== Task instructions ==
Reproduce without any change the lines of the records below, beginning with the line that contains "of the outboard" and continuing through the last line of the records. Leave out every other line.

Items from a data source:
-------------------------
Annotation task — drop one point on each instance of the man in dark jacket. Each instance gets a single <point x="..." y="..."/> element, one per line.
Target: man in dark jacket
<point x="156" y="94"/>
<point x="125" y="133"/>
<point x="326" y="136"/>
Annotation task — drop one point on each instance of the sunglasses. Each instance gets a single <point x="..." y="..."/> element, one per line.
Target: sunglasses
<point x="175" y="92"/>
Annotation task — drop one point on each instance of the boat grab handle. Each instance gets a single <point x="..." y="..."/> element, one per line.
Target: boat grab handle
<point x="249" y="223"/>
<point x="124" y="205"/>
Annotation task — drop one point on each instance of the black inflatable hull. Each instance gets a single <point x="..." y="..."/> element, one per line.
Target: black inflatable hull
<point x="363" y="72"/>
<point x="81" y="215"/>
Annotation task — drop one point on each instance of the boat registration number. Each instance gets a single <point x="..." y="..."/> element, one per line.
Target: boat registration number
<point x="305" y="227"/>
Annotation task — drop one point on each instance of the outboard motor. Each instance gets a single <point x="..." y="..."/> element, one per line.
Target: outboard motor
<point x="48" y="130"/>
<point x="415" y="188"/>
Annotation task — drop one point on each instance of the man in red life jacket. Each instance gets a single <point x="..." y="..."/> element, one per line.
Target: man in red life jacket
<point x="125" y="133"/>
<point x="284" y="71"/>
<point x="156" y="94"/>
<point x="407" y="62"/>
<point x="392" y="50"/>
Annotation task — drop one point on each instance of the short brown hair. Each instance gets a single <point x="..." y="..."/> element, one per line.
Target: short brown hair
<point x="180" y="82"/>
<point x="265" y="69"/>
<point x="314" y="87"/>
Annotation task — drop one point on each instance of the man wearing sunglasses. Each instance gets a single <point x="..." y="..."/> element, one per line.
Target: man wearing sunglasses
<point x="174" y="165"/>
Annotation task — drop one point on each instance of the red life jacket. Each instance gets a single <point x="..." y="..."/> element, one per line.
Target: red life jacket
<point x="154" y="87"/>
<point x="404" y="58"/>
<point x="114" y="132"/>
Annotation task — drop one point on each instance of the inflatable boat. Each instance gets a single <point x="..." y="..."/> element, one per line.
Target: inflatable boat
-------------------------
== Output for this exercise ==
Annotation task — drop one point on each instance of the outboard motor. Each instance gets a single <point x="..." y="..."/> element, one per line.
Target: outboard motor
<point x="48" y="130"/>
<point x="415" y="188"/>
Annotation task — drop one point on each instance of the man in red life jacket. Each instance gets a single <point x="..." y="..."/> element, one per line.
Target: man in red life jacket
<point x="125" y="133"/>
<point x="284" y="71"/>
<point x="156" y="94"/>
<point x="407" y="62"/>
<point x="392" y="50"/>
Annotation task — drop one point on each instance of the short brown hair. Each instance gets a single <point x="..." y="..."/> element, one per line.
Target: short brown hair
<point x="180" y="82"/>
<point x="265" y="69"/>
<point x="314" y="87"/>
Annotation task — drop one point on each instance of the man wearing sunglasses. Each instance gets a single <point x="..." y="..."/> element, one per line.
Target: man wearing sunglasses
<point x="174" y="165"/>
Annotation task — drop one point on each instance of the red life jacket. Each instance gets a single <point x="..." y="..."/> element, one per line.
Target: red life jacket
<point x="154" y="87"/>
<point x="404" y="58"/>
<point x="114" y="132"/>
Annotation task — drop one point on each instance of the inflatable boat. Each instance gets a single <point x="..." y="..."/> element, one per line.
Target: inflatable boat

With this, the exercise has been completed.